Provided data:
>>>

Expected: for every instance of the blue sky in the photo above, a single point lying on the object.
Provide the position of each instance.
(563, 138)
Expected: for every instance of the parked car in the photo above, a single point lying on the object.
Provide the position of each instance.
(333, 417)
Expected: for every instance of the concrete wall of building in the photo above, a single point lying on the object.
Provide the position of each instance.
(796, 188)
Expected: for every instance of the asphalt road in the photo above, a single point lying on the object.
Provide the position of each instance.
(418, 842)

<<<
>>>

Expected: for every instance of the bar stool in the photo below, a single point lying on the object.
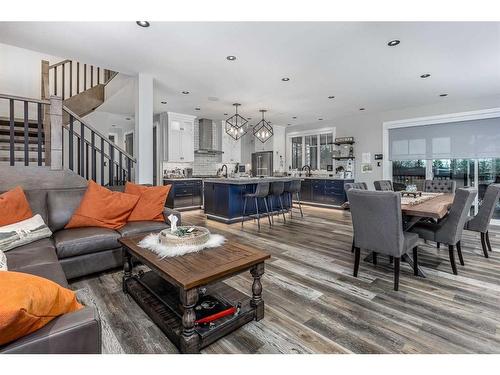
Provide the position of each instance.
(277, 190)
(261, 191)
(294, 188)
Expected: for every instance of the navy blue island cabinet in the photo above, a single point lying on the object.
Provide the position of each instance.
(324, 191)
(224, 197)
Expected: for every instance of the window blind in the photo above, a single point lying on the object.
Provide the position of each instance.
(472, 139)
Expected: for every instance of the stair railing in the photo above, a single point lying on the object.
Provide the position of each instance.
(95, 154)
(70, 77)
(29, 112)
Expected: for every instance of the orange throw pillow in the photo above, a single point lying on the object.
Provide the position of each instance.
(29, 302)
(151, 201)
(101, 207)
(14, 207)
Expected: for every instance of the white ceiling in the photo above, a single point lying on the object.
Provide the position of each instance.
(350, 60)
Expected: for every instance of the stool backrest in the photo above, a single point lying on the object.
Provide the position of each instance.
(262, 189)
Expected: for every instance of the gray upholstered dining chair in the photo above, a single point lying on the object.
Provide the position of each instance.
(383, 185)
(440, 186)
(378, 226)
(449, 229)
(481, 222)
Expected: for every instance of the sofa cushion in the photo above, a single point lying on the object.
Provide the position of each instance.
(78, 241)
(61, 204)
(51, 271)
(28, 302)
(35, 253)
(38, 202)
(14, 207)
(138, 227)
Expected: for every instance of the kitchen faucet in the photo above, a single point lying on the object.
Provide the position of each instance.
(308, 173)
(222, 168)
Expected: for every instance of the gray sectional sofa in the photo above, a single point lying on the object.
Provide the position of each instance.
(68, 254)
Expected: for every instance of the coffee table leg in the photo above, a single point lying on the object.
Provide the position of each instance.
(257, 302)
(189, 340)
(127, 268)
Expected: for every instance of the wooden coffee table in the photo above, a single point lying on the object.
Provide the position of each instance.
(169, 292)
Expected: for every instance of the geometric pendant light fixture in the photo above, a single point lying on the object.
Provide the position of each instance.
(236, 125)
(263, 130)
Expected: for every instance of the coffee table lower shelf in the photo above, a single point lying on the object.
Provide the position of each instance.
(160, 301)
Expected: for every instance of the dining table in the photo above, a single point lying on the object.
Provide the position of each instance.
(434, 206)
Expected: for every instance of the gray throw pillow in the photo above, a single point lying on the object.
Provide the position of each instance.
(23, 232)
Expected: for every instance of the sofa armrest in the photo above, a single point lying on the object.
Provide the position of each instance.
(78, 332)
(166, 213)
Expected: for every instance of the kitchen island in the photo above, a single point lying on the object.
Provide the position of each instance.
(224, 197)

<<<

To be done: State how many lines of the data above contain the string "throw", treating uppercase and lowercase as different. Reply with the number alone.

Solved exercise: 2